>>>
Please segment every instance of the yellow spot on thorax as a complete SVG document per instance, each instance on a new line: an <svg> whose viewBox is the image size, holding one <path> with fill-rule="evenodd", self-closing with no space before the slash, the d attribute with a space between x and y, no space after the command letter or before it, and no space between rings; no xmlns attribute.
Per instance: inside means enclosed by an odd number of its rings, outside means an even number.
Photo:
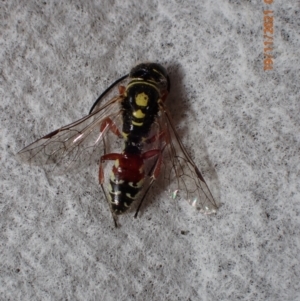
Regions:
<svg viewBox="0 0 300 301"><path fill-rule="evenodd" d="M135 98L136 104L141 107L146 107L148 104L148 100L149 100L149 97L144 92L139 93Z"/></svg>
<svg viewBox="0 0 300 301"><path fill-rule="evenodd" d="M136 118L144 118L145 117L145 114L141 110L134 111L132 114Z"/></svg>

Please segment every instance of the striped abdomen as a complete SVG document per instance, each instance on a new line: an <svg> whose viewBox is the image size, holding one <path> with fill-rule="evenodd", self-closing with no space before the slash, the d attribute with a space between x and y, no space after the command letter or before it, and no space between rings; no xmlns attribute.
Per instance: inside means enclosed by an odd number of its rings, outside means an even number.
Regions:
<svg viewBox="0 0 300 301"><path fill-rule="evenodd" d="M144 162L139 154L123 154L115 161L109 180L109 200L115 214L124 213L144 183Z"/></svg>

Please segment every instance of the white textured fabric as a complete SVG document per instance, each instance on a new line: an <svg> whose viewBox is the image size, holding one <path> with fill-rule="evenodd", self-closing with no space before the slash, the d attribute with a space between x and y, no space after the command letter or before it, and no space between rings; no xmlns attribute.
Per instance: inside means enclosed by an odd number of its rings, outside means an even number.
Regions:
<svg viewBox="0 0 300 301"><path fill-rule="evenodd" d="M1 300L300 300L297 1L1 1ZM274 70L263 70L263 10ZM222 203L157 186L115 229L97 174L25 145L86 115L137 62L170 72L180 135Z"/></svg>

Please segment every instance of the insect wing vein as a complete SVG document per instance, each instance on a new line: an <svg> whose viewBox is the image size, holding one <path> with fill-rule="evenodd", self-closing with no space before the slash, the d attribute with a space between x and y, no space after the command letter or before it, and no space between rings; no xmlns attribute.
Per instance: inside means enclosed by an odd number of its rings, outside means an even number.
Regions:
<svg viewBox="0 0 300 301"><path fill-rule="evenodd" d="M59 174L88 162L94 163L102 154L100 146L108 131L108 126L100 131L101 124L106 118L118 120L121 99L114 97L92 114L38 139L22 149L17 157Z"/></svg>
<svg viewBox="0 0 300 301"><path fill-rule="evenodd" d="M215 213L218 205L202 173L183 146L168 111L161 108L160 127L167 132L164 152L164 179L173 198L179 193L192 206L204 214Z"/></svg>

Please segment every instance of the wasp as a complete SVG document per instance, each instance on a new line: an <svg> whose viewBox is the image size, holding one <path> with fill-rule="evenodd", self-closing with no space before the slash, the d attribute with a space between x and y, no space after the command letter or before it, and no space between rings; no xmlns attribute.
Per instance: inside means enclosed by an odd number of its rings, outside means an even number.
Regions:
<svg viewBox="0 0 300 301"><path fill-rule="evenodd" d="M127 85L100 105L121 81ZM138 64L98 97L87 116L38 139L18 157L51 171L65 172L86 162L98 166L98 181L116 226L116 217L139 200L137 217L162 174L173 198L180 195L202 213L214 213L217 203L166 108L170 86L163 66ZM116 141L123 143L121 150Z"/></svg>

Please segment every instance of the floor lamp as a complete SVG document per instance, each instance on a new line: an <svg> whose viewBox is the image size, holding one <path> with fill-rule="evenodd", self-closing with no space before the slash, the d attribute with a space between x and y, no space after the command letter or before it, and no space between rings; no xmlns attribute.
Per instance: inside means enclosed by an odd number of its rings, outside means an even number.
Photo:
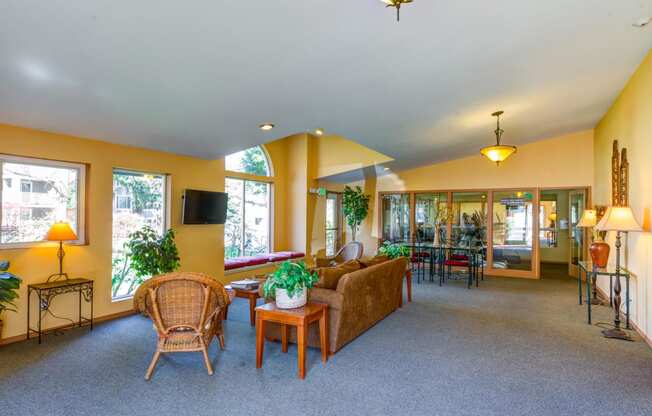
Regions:
<svg viewBox="0 0 652 416"><path fill-rule="evenodd" d="M606 338L622 339L631 341L627 332L620 329L620 233L630 231L643 231L641 226L634 218L634 213L630 207L609 207L604 217L595 227L598 231L616 231L616 282L614 284L614 328L605 329L602 335Z"/></svg>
<<<
## ACTIVITY:
Write down all the entries exactly, but not the pictures they hold.

## WRITTEN SOLUTION:
Please segment every instance of the yellow spot on thorax as a complete SVG document per instance, each instance on a new line: an <svg> whose viewBox is the image size, holding one <path> with fill-rule="evenodd", self-closing with no space before the slash, the d attribute with a space between x and y, no space after the command letter or before it, and no space between rings; no xmlns attribute.
Per instance: inside means enclosed by an odd number of its rings, outside means an even number.
Photo:
Regions:
<svg viewBox="0 0 300 301"><path fill-rule="evenodd" d="M135 98L136 104L141 107L146 107L148 104L148 100L149 100L149 97L144 92L139 93Z"/></svg>
<svg viewBox="0 0 300 301"><path fill-rule="evenodd" d="M136 118L144 118L145 117L145 114L141 110L134 111L132 114Z"/></svg>

Please segment every instance of the striped abdomen as a complete SVG document per instance, each instance on a new line: an <svg> whose viewBox is the image size, holding one <path> with fill-rule="evenodd", self-closing with no space before the slash, the d attribute with a space between x and y, no space after the command letter or before it, and no space between rings; no xmlns attribute.
Per instance: inside means enclosed by an odd number of its rings, outside means an even number.
Regions:
<svg viewBox="0 0 300 301"><path fill-rule="evenodd" d="M144 162L139 154L123 154L115 161L109 180L109 200L115 214L124 213L144 183Z"/></svg>

Please segment every instance of the white textured fabric as a complete SVG document per instance, each instance on a new line: an <svg> whose viewBox is the image size, holding one <path> with fill-rule="evenodd", self-closing with no space before the slash, the d attribute with a space between x and y, no space after the command letter or before it, and no space between rings; no xmlns attribute.
Per instance: inside means enclosed by an odd number of its rings, outside means an even number.
Regions:
<svg viewBox="0 0 300 301"><path fill-rule="evenodd" d="M1 300L300 300L297 1L1 1ZM274 70L263 70L263 10ZM222 203L157 186L115 229L97 174L25 145L86 115L137 62L170 72L180 135Z"/></svg>

Please segment every instance of the insect wing vein as a complete SVG document per instance, each instance on a new line: an <svg> whose viewBox is the image size, holding one <path> with fill-rule="evenodd", self-closing with no space before the slash, the d attribute with a space between x and y, no space after the command letter or before it, and no space between rings; no xmlns attribute.
Per instance: inside means enclosed by an odd number of its rings, outside means an even number.
Regions:
<svg viewBox="0 0 300 301"><path fill-rule="evenodd" d="M59 174L88 162L94 163L102 154L100 146L108 131L108 126L100 131L101 124L106 118L118 120L121 99L114 97L92 114L38 139L22 149L17 157Z"/></svg>
<svg viewBox="0 0 300 301"><path fill-rule="evenodd" d="M215 213L218 205L202 173L183 146L168 111L161 108L160 127L167 132L164 152L164 179L173 198L179 193L192 206L204 214Z"/></svg>

Please segment every instance of the wasp as a complete SVG document per instance, each instance on a new line: an <svg> whose viewBox is the image size, holding one <path> with fill-rule="evenodd", self-closing with no space before the slash, the d attribute with a space between x and y, no space after the command letter or before it, and no space between rings; no xmlns attribute.
Per instance: inside means enclosed by an odd number of its rings, outside means an even number.
Regions:
<svg viewBox="0 0 300 301"><path fill-rule="evenodd" d="M127 85L100 105L121 81ZM138 64L98 97L87 116L38 139L18 157L51 171L65 172L86 162L98 166L98 181L116 226L116 217L139 200L137 217L162 174L173 198L180 195L202 213L214 213L217 203L166 108L170 86L163 66ZM116 141L123 143L121 150Z"/></svg>

Please segment every instance of the floor lamp as a complete SVG document per instance, each instance on a new line: an <svg> whose viewBox is the image size, holding one <path> with fill-rule="evenodd", self-closing with no space before the slash, the d attribute with a space between x and y, no space after the command letter or before it, and no space between rings; no xmlns attribute.
Per instance: inside means enclosed by an odd number of its rings, outside means an even number.
Photo:
Regions:
<svg viewBox="0 0 652 416"><path fill-rule="evenodd" d="M606 338L622 339L631 341L627 332L620 329L620 233L630 231L643 231L641 226L634 218L634 213L630 207L609 207L604 217L595 227L598 231L616 231L616 282L614 284L614 328L605 329L602 335Z"/></svg>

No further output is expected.